> _TASK 1_
In the metabolomics symposium article, who will give the keynote address?
> _TASK 2_
Extend the metabolomics symposium article, beginning right after its final sentence.

> _DOCUMENT TEXT_
━━━━━━━━━━

SBP’s Lake Nona campus to host metabolomics symposium
The annual Southeast Center for Integrated Metabolomics (SECIM) symposium will be held at SBP’s Lake Nona Campus next week (May 3-4). SECIM, a collaboration between SBP and the University of Florida, is one of six federally funded centers that provide cutting-edge metabolite fingerprinting capabilities to the research community. Metabolites are small molecules in the body that populate the complex web of metabolic pathways. Metabolomics is a relatively new field that uses sophisticated technologies to detect hundreds to thousands of metabolites in biological samples. A metabolite profile can serve as a signature of health, disease or drug action.
“Metabolomics is a burgeoning field,” said Stephen Gardell, Ph.D., senior director of scientific resources at Lake Nona and co-principal investigator for SECIM. “This special event is an opportunity to showcase SBP’s strength in this area and ignite interest in the use of metabolomics for a host of different research applications.”
The first day of the meeting provides an introduction to the SECIM technology platforms that are currently used to detect metabolites. In addition, emerging technologies that will usher in the next-generation of metabolite profiling approaches will also be described. The keynote address will be given by Rob Gerszten, M.D., of Massachusetts General Hospital, who Gardell calls a “pioneer in the application of metabolomics for discovery of novel disease biomarkers.”

━━━━━━━━━━

> _RECORDS PROVIDED_
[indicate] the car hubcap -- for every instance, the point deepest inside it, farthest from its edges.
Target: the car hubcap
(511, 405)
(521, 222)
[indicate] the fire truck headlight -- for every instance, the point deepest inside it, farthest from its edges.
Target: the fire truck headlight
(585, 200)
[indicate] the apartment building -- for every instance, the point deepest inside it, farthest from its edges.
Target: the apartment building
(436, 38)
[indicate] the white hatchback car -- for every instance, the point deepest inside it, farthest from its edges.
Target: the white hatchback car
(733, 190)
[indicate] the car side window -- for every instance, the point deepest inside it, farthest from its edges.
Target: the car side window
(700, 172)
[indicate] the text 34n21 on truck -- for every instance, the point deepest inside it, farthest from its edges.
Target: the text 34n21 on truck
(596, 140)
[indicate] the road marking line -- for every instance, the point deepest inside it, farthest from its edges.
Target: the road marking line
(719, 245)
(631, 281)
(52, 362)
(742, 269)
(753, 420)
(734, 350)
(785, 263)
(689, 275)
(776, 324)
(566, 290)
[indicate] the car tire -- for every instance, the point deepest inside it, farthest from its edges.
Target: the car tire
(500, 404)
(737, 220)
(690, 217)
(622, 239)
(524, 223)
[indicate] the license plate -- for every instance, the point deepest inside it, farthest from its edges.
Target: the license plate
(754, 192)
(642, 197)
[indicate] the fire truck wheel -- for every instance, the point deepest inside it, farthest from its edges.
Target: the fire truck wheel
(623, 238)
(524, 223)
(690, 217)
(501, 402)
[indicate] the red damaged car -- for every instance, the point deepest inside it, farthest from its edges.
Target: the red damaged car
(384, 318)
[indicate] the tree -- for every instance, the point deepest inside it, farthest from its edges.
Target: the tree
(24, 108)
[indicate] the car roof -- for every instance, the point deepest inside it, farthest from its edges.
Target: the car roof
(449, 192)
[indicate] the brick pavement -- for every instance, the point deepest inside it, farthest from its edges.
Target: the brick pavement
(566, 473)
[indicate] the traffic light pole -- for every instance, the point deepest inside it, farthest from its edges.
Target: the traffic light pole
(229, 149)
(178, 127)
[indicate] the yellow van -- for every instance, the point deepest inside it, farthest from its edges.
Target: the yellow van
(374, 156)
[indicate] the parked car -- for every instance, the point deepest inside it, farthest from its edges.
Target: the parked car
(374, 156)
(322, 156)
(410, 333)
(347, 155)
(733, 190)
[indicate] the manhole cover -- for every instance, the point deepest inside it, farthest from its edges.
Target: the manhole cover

━━━━━━━━━━

> _YOUR RESPONSE 1_
Rob Gerszten, M.D., of Massachusetts General Hospital.

> _YOUR RESPONSE 2_
The presentations on the second day provide examples of how the power of metabolomics can be harnessed to advance our knowledge in both biomedical and agricultural sciences. The talks will touch on a wide diversity of topics such as cancer, Alzheimer’s disease, heart failure, gut microbiome, and citrus tree infections.
“This symposium further establishes our position as a center of excellence for metabolomics,” Gardell added. “SECIM is a major player at both producing metabolite profiling data for high-impact research and establishing new technology platforms which will revolutionize metabolite profiling in the future.”